Below is a listing; reproduce each line of it exactly.

-- begin --

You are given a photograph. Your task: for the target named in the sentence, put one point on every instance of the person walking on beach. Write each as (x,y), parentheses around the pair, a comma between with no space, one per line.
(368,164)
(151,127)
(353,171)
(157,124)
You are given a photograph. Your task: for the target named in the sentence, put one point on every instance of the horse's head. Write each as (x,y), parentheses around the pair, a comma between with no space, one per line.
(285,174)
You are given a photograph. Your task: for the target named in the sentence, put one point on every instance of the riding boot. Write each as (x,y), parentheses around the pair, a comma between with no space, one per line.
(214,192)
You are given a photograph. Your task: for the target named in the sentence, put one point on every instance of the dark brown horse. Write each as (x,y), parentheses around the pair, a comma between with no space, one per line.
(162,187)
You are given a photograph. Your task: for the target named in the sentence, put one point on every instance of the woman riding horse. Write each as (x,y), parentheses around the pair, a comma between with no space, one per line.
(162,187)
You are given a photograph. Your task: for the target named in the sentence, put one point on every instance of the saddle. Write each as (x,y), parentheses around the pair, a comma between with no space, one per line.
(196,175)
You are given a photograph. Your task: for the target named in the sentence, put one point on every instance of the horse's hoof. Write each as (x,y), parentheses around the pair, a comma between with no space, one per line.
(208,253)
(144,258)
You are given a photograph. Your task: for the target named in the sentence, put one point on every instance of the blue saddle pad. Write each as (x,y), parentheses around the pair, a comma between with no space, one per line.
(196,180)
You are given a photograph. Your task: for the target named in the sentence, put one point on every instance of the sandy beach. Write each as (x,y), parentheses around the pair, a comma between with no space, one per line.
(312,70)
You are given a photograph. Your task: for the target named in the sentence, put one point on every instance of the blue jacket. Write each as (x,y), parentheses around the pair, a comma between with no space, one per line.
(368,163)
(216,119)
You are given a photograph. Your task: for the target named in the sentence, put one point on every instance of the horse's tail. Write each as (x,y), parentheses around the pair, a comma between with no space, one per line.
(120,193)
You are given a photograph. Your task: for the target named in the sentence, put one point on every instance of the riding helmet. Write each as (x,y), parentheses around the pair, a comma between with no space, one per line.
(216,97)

-- end --

-- ANSWER TO THIS TASK --
You are given a photograph. Your task: for the target named in the sentence, put one point on every instance of the person walking on beach. Write each as (x,y), parentheses around the pair, a comma between with no space, one per line.
(368,164)
(151,127)
(353,171)
(157,124)
You are given a photograph. Your task: for the target named in the sentence, put one point on every instance of the horse's head. Write each as (x,y), parentheses around the pair, a comma between with no space, one per line.
(285,174)
You are given a photograph. Your task: for the target named in the sentence, put one point on every instance of the riding boot. Write each as (x,y), parentheses around the pair, a comma between with no space, one per line.
(214,192)
You are given a photograph. Your task: for the target named in the sentence, put one point on every instance of the dark brown horse. Write each as (x,y), parentheses around the pair, a comma between with no space, one per line.
(162,187)
You are given a photograph. Your task: for the target named in the sentence, put one point on every instance of the woman riding horse. Write each as (x,y), parentheses around the pair, a comma between with no space, one per line.
(162,187)
You are given a photograph. Your task: for the target named in the sentence, put one point on every instance of the saddle. Write each as (x,y), parentheses around the pair, a comma between with no space, one per line.
(196,175)
You are given a photograph. Your task: for the target named in the sentence, put one point on every instance of the horse's hoof. Write each as (x,y), parentheses around the pair, a comma between with no space, one per line.
(208,253)
(144,258)
You are given a photograph. Your task: for the target named in the sentence, put one point on every instance of the blue saddle pad. Write each as (x,y), parentheses around the pair, a comma between with no space, one per line.
(196,180)
You are given a photograph. Your task: for the target named in the sentence, put one point on every instance of the sandy beach. Write each as (x,y), parentheses around the pair, a comma between with no space, one per line.
(312,70)
You are given a photograph. Your task: for the target named in the sentence, put one point on every instance of the blue jacket. Write each as (x,y), parentheses around the pair, a comma between with no space, one per line.
(368,163)
(216,119)
You are given a photograph. Your task: for the target named in the sentence, put one point on every instance of the horse's tail. Write each as (x,y), parentheses around the pair, a comma between with no space, one per line.
(120,193)
You are given a photograph. Your task: for the target named in the sentence, put one point on every instance of the riding helmet. Write each as (x,y), parentheses around the pair, a comma between with no space, one per line.
(216,97)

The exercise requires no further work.